▶ [Perintah]
Salin ulang seluruh teks tentang pengelolaan daerah pesisir tanpa mengubah satu kata pun.

---------- Teks Bacaan ----------

Berdasarkan beberapa pengertian di atas dapat
disimpulkan bahwa daerah pesisir adalah daerah yang mencakup
dua wilayah yaitu wilayah daratan dan wilayah lautan yang saling
mempengaruhi satu sama lain serta menjadi tempat di mana
manusia beraktivitas dan bersosialisasi dalam bidang pemerintahan,
sosial, ekonomi, budaya, pertahanan dan keamanan.
3. Pengembangan Daerah Pesisir
a. Perspektif Pengeloaan Wilayah Pesisir
22
Menurut Masyhudzulhak dalam Proceeding Book
Simposium Nasional Ilmu Administrasi Negara untuk Indonesia
(2011) perspektif pengelolaan wilayah pesisir dapat didasarkan
kepada otonomi daerah bagi pemerintahan tingkat provinsi dan
kabupaten/kota karena dapat menumbuhkembangkan
pembangunan di berbagai bidang, termasuk pengelolaan
sumberdaya wilayah pesisir. Menurut UU No. 32 tentang
Pemerintahan Daerah Pasal 18 ayat 4 memberikan wewenang
pengelolaan sumberdaya wilayah pesisir kepada pemerintahan
provinsi, kota dan kabupaten. Provinsi diberi wewenang mengelola
sejauh 12 mil mil laut, sementara kota serta kabupaten diberi
wewenang 1/3 dari wilayah provinsi. Daerah-daerah yang memiliki
wilayah pesisir dapat menggali potensi sebagai salah satu sentra
produksi baru dalam mendorong pembangunan.

---------- Cuplikan Data ----------

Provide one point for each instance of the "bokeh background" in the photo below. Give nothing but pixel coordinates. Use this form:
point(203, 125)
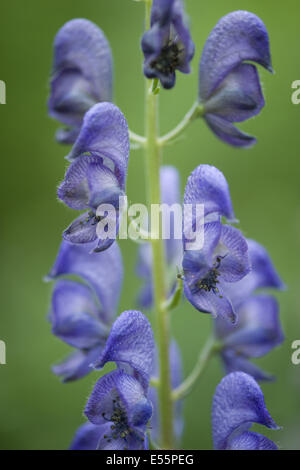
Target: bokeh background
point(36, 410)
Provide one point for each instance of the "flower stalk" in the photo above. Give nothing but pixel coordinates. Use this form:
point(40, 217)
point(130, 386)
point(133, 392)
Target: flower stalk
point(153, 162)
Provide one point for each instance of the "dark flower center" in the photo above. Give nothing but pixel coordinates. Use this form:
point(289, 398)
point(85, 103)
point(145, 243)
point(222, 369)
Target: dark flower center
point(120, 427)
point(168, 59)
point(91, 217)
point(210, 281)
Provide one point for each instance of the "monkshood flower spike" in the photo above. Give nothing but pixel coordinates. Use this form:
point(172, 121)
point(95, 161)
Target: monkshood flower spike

----------
---------- Cuplikan Data ----------

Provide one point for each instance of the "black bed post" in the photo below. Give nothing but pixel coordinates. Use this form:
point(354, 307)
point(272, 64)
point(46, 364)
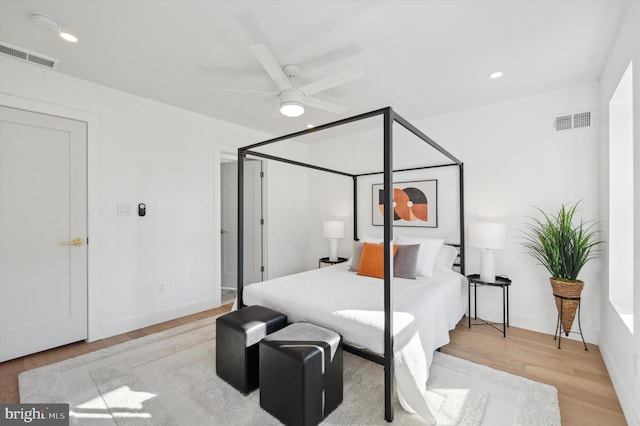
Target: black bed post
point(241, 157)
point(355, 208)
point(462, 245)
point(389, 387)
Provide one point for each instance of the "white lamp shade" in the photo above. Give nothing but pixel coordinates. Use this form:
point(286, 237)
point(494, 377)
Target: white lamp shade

----------
---------- Cuplikan Data ----------

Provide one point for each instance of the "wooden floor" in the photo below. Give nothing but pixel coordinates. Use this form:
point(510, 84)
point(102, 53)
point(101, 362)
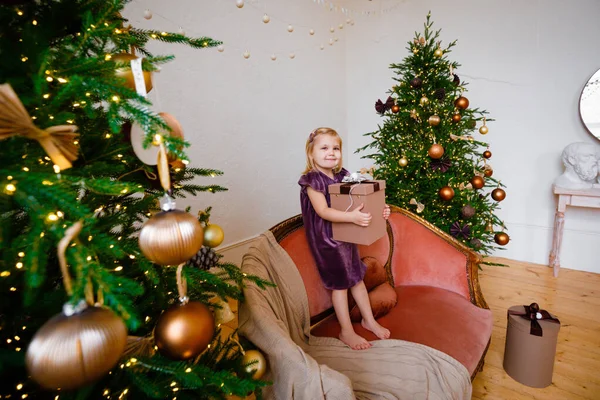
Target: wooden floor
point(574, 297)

----------

▶ [Penyelesaian]
Berdasarkan beberapa pengertian di atas dapat
disimpulkan bahwa daerah pesisir adalah daerah yang mencakup
dua wilayah yaitu wilayah daratan dan wilayah lautan yang saling
mempengaruhi satu sama lain serta menjadi tempat di mana
manusia beraktivitas dan bersosialisasi dalam bidang pemerintahan,
sosial, ekonomi, budaya, pertahanan dan keamanan.
3. Pengembangan Daerah Pesisir
a. Perspektif Pengeloaan Wilayah Pesisir
22
Menurut Masyhudzulhak dalam Proceeding Book
Simposium Nasional Ilmu Administrasi Negara untuk Indonesia
(2011) perspektif pengelolaan wilayah pesisir dapat didasarkan
kepada otonomi daerah bagi pemerintahan tingkat provinsi dan
kabupaten/kota karena dapat menumbuhkembangkan
pembangunan di berbagai bidang, termasuk pengelolaan
sumberdaya wilayah pesisir. Menurut UU No. 32 tentang
Pemerintahan Daerah Pasal 18 ayat 4 memberikan wewenang
pengelolaan sumberdaya wilayah pesisir kepada pemerintahan
provinsi, kota dan kabupaten. Provinsi diberi wewenang mengelola
sejauh 12 mil mil laut, sementara kota serta kabupaten diberi
wewenang 1/3 dari wilayah provinsi. Daerah-daerah yang memiliki
wilayah pesisir dapat menggali potensi sebagai salah satu sentra
produksi baru dalam mendorong pembangunan.